# ФРАГМЕНТ ТЕКСТА
# # # # #

Живознание – ступень постижения действительности, которая еще не обретает ясности осознания, на которой полнота жизни дается непосредственно, в еще не достигнутой расчлененности субъекта и объекта. Подчеркивая до-рефлексивный характер этого знания, Хомяков называет его живым, непосредственным, безусловным, внутренним, зрячим знанием, иначе – верой 8 (впрочем, Хомяков предпочитает оставить слово вера за разумом как таковым, объемлющим все познавательные способности личности и дающим отражение «всесущего» или «всецелого разума», во всей своей полноте ей недоступного9, а «низшим ступеням …лестницы» знания, на которых знание предстает во всей своей внутренней непосредственности, дает название «живознание» [там же: 282]).
Эта нижняя и при этом важнейшая ступень познавательного процесса, благодаря которой он восходит к «ясновидению» цельного разума [там же: 282], достигается посредством воли в той своеобразной интерпретации этого понятия, которое предлагает гносеология Хомякова. Воля есть не просто усилие познания, она есть сама возможность познания, обеспеченная активным отношением субъекта к действительности. Она есть «до-предметная сила мысли, …стремление, а не бытие в смысле сущего» [там же: 278]. Именно воля выделяет круг предметов, подлежащих последующей обработке, в том числе рационально-логическими средствами: «Ею …определяются границы субъективности человеческой в отношении к объективации или к внутреннему представительству; ею для человека отмечается то, чтó в нем от него самого, и отделяется от того, чтó в нем не от него» [там же: 341].

# # # # #

# ИСХОДНЫЙ МАТЕРИАЛ
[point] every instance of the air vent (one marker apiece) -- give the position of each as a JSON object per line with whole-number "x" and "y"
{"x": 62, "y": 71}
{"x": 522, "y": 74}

# # # # #

Продолжите текст о живознании и воле в учении Хомякова, начиная сразу после его последнего предложения.

# ОТВЕТ
По сути, это то или почти то, что в феноменологии называется интенциональностью. Интенциональность/воля есть не функция целенаправленного и осознанного познавательного акта, связанного с подключением рационально-логических опций разума (по славянофильской терминологии, рассудка), но функция самого пребывания в мире. Воля есть «деятельная сила» разума, «она – разум в его деятельности, так же как сознание (то есть рассудок. – Прим. И.Ш.) есть разум в его отражательности или страдательности, или, если угодно, восприимчивости» [таи же: 345].
Таким образом, что и как мы познаем, зависит не от рациональных возможностей человека, не от его способности к рационально-логическому мышлению, но от его общей позиции в мире и определяемой этой позицией отношения к миру; в общем виде этот вывод справедлив по отношению к любому живому существу, независимо от степени его разумности.
В подобном гносеологичесом онтологизме хорошо различима грань прагматизма как «философии действия», которая «исходит из жизни, утверждает познание как факт жизни, отрицает интеллектуалистические и рационалистические критерии истины» [Бердяев, 1997: 107; см. также: Зеньковский, 2001: 21].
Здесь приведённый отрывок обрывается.